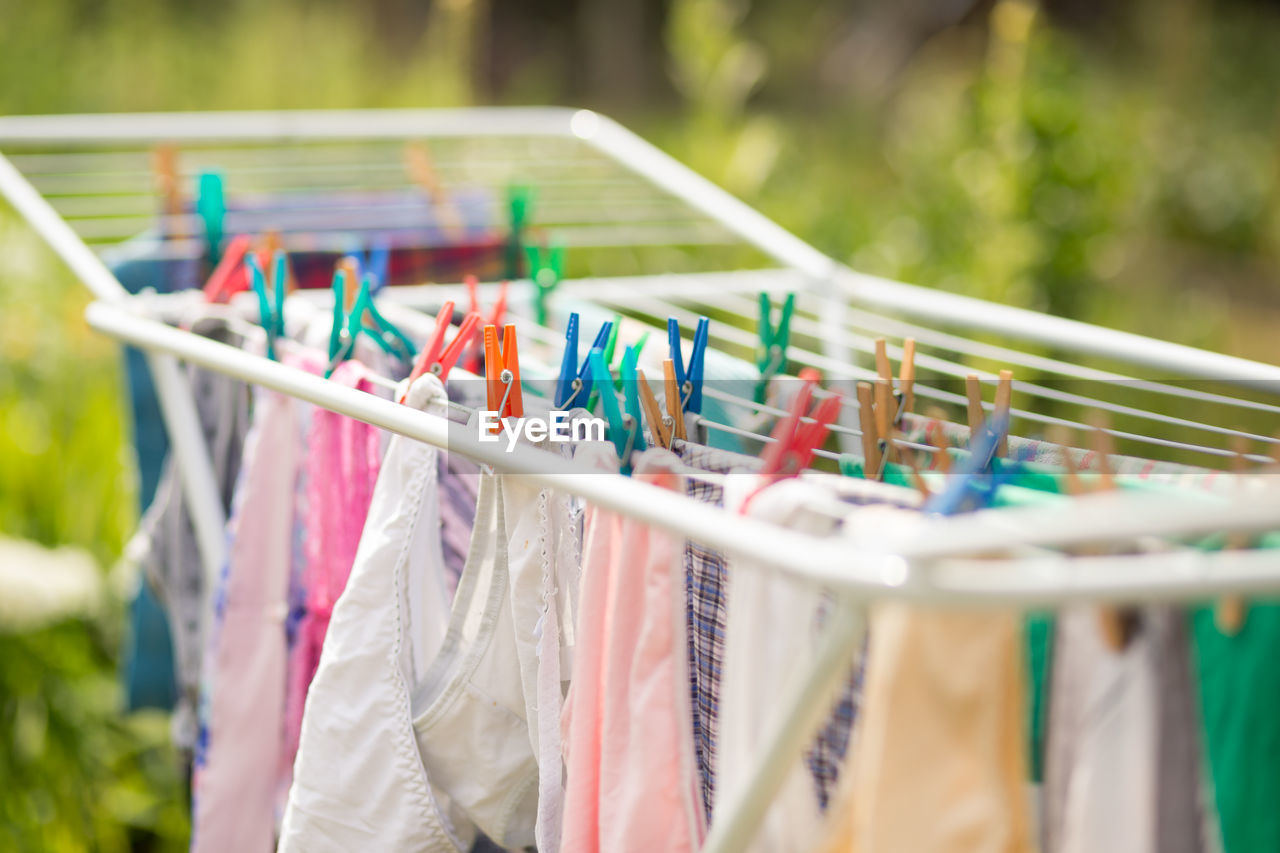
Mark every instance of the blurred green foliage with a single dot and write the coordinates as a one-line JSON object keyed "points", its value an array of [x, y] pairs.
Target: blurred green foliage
{"points": [[1124, 174]]}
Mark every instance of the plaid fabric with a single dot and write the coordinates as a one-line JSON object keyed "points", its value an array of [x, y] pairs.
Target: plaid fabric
{"points": [[705, 606]]}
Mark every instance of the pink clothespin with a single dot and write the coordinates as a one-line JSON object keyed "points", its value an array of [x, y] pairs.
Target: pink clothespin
{"points": [[229, 277], [795, 439], [435, 356]]}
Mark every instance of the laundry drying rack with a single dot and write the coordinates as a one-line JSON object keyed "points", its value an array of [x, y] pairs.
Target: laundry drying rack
{"points": [[649, 240]]}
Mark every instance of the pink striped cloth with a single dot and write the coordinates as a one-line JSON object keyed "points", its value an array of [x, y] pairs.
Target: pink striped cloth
{"points": [[342, 463]]}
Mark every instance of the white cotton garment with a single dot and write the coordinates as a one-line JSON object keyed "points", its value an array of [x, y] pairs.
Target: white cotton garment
{"points": [[470, 712], [359, 780], [771, 637]]}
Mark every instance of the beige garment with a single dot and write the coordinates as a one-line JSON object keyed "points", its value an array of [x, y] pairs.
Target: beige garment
{"points": [[938, 757]]}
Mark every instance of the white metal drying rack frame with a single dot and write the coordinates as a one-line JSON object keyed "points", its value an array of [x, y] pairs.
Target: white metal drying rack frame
{"points": [[923, 566]]}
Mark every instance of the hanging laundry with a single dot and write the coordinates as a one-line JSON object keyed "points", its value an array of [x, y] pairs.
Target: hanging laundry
{"points": [[1121, 766], [359, 781], [242, 735], [165, 546], [938, 756], [342, 464], [1238, 702], [632, 783], [772, 630]]}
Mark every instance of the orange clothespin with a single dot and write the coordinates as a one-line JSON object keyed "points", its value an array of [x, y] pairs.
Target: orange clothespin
{"points": [[796, 439], [435, 356], [502, 373], [496, 318], [229, 276]]}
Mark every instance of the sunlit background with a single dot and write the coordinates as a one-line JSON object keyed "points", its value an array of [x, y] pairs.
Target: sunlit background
{"points": [[1111, 162]]}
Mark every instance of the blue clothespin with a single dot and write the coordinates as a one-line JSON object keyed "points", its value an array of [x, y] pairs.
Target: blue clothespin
{"points": [[575, 383], [617, 428], [973, 484], [211, 206], [690, 382], [376, 261], [270, 315]]}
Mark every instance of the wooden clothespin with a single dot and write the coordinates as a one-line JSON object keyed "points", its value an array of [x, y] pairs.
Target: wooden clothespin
{"points": [[1002, 406], [438, 357], [671, 392], [659, 424], [871, 438], [502, 373], [938, 438]]}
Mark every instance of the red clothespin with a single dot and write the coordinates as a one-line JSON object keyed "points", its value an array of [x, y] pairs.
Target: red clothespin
{"points": [[496, 318], [229, 277], [435, 356], [798, 439], [502, 373]]}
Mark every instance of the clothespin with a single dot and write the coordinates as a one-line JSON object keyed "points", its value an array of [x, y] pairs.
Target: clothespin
{"points": [[164, 162], [545, 270], [211, 206], [437, 357], [417, 160], [1002, 406], [659, 424], [798, 438], [631, 407], [671, 392], [575, 383], [872, 460], [502, 373], [622, 432], [496, 316], [231, 276], [519, 200], [690, 382], [270, 310], [937, 437], [771, 352]]}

◆ Prompt ◆
Look above for the line with "Target: hanging laundry" and the line with "Mark every instance of the red". Retype those two lines and every line between them exactly, adding nothing.

◆ Task result ◆
Target: hanging laundry
{"points": [[1121, 766], [359, 781], [242, 735], [165, 546], [938, 756], [342, 464], [1238, 702], [632, 783], [772, 630]]}
Mark every instance of the orange clothespin with a single dot and write the coordinates as a one-line JSON object keyed "points", its value an array of [x, y] pairs.
Target: orange clothespin
{"points": [[796, 439], [435, 356], [502, 373], [496, 318], [229, 276]]}
Mark every instance of the sunlit background with a single dot and write the coordinates as a one-line JSON object keyed "points", its value an array of [x, y] pairs.
Target: sunlit background
{"points": [[1111, 162]]}
Mark every instance of the blue clothespin with a single dot and write the coordinates as a one-line JSON object keyed "points", its value an array of [x, y] pairs.
Target: blue clothespin
{"points": [[575, 383], [617, 428], [973, 484], [211, 206], [690, 382], [376, 261], [270, 315]]}
Mark every instance of the wooden clothespin with a single dot and write the coordinates as a one-line JSON object keyed "points", its value an array of [x, y] pairs.
Target: wooden clothespin
{"points": [[1002, 406], [438, 357], [671, 392], [659, 424], [871, 438], [502, 373], [938, 438]]}
Mark every instance of the red clothespin with a single dot and write the coordinates as a one-line JSON object keyed "points", its value an array of [x, y] pairs.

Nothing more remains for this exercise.